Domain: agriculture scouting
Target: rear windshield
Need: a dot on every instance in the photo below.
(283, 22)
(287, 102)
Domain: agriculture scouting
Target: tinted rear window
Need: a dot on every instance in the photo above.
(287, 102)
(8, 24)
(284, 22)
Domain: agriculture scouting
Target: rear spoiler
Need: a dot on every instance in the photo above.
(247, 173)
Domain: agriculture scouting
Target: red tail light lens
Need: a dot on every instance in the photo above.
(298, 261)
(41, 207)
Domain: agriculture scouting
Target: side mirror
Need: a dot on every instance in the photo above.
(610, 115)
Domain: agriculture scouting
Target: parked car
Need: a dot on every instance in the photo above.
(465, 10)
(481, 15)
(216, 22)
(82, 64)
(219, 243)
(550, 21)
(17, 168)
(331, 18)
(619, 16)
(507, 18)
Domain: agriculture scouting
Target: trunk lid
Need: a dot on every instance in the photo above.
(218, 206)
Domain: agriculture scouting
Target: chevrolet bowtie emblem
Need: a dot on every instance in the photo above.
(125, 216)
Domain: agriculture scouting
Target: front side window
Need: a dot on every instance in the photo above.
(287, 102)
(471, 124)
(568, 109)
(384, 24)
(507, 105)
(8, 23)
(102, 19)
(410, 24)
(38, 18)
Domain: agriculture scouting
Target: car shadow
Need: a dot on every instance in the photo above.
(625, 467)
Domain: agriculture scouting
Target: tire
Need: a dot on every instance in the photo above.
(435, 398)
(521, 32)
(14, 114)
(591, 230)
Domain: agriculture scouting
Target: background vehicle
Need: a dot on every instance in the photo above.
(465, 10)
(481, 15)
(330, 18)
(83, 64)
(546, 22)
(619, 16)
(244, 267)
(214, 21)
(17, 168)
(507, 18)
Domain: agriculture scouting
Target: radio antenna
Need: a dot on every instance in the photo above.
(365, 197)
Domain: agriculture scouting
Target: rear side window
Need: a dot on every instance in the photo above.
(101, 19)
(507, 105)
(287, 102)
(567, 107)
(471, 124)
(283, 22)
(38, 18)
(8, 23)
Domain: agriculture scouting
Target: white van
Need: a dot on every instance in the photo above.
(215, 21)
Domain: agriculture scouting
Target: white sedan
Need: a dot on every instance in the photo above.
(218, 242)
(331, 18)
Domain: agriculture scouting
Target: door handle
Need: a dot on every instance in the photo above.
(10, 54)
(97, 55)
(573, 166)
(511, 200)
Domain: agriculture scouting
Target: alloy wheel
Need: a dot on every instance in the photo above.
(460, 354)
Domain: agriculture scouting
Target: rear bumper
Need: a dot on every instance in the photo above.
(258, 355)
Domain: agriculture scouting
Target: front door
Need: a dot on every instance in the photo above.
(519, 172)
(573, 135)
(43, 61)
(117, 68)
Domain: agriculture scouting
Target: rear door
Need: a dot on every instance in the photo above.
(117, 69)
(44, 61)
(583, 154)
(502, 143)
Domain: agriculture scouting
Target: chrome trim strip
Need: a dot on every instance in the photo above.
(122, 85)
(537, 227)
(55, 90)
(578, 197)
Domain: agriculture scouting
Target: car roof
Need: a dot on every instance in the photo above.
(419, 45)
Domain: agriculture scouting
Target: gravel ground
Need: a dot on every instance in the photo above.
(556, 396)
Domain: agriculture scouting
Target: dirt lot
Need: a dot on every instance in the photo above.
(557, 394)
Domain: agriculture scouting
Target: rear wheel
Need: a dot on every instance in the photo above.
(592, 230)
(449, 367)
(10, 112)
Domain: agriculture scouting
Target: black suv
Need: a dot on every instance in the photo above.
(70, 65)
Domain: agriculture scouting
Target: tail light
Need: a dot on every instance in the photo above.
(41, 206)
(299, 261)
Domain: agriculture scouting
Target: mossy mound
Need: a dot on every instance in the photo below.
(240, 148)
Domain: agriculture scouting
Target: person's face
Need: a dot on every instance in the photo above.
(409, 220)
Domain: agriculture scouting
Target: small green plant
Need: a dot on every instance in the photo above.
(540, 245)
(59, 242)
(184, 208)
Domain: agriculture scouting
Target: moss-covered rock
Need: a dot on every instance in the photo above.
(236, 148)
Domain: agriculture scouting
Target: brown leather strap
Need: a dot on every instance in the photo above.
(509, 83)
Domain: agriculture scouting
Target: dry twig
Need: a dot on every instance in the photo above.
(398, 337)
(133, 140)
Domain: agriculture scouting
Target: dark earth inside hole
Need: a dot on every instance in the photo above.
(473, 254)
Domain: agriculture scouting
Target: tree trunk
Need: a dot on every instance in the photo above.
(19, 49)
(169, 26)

▶ **GOAL OF THE EXERCISE**: Lines from the entries that contain the string "tail" must be found and copied.

▶ **OUTPUT OF THE EXERCISE**:
Target: red tail light lens
Target: tail light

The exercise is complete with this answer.